━━━ RECORDS PROVIDED ━━━
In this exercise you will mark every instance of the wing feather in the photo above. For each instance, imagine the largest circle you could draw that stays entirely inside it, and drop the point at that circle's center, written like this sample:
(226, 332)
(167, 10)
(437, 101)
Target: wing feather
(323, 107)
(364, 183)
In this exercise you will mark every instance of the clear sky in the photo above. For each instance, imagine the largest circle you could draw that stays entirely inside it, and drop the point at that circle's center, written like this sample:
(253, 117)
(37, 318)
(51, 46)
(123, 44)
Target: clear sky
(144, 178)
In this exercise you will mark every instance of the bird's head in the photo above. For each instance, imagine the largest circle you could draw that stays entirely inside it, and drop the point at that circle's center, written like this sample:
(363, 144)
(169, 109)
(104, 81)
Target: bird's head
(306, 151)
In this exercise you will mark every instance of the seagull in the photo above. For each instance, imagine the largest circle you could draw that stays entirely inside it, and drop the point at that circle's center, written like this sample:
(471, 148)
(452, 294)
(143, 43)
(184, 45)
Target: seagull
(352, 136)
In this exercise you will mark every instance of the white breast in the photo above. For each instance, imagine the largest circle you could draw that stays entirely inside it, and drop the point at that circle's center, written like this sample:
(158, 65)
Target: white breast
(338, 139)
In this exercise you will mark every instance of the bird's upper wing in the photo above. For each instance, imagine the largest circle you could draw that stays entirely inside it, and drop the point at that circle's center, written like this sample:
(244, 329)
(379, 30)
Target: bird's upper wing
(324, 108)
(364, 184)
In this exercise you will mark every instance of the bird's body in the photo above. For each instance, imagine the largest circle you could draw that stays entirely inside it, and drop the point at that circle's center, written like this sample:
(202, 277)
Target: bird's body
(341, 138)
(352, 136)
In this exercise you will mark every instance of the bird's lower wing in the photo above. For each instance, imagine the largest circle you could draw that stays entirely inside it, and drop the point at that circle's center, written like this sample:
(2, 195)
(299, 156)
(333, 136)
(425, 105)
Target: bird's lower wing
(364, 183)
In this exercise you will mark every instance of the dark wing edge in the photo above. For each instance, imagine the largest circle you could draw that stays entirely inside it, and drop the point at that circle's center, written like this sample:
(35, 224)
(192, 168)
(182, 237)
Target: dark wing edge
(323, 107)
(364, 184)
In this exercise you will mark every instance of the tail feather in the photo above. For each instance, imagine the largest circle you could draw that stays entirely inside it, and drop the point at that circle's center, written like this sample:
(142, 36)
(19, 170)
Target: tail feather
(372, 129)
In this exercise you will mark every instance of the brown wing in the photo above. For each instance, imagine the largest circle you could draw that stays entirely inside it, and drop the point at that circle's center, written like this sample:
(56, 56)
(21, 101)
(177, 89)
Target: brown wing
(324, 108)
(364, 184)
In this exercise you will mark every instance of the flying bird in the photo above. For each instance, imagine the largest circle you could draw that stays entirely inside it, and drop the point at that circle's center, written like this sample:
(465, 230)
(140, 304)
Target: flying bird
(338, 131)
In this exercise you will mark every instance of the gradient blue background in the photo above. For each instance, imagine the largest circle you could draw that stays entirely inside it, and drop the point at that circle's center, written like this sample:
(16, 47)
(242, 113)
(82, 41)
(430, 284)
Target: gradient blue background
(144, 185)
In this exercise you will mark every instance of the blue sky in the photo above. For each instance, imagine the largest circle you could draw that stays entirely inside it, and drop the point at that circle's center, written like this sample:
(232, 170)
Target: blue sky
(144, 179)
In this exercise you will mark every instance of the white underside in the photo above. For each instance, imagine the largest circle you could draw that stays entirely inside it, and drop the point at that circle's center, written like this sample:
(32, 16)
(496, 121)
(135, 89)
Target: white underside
━━━
PROBLEM DETAILS:
Give again, word for word, every line from the one holding "In this exercise you will mark every instance of the brown" to the end of the data.

OUTPUT OF THE TASK:
In this exercise you will mark every instance of the brown wing in the photo above. For each instance, imagine the largest circle you could draw that stays entirely inside it, and drop the point at that circle's center, written like this sample:
(56, 56)
(21, 101)
(177, 89)
Target: brown wing
(324, 108)
(364, 184)
In this exercise you will mark every instance of the flying bird in the photo above. For each instance, imagine the largest circle you could draw that stays entirely inside it, and drop the point at that circle's center, written like this sample:
(465, 230)
(140, 304)
Target: flying bird
(338, 131)
In this exercise you will mark every instance of the gradient blue background in the photo above. For each instance, imagine the largest circle you could draw that stays entirely inside it, and drop the point at that circle's center, written like this sample:
(16, 47)
(242, 113)
(82, 41)
(430, 284)
Target: gradient blue background
(144, 185)
In this exercise you will mark every instance of the blue sky in the photo above. For each instance, imagine the largest circle you could draw that stays entirely inside it, and drop the point at that circle's center, written like this sample:
(232, 170)
Target: blue sky
(144, 179)
In this exercise you will mark every instance of the white underside in the photo above. For each instance, imagine the largest circle you could draw that stays entirely inside it, and drop the point at that circle's center, written like this sample:
(32, 16)
(496, 121)
(135, 89)
Target: white underside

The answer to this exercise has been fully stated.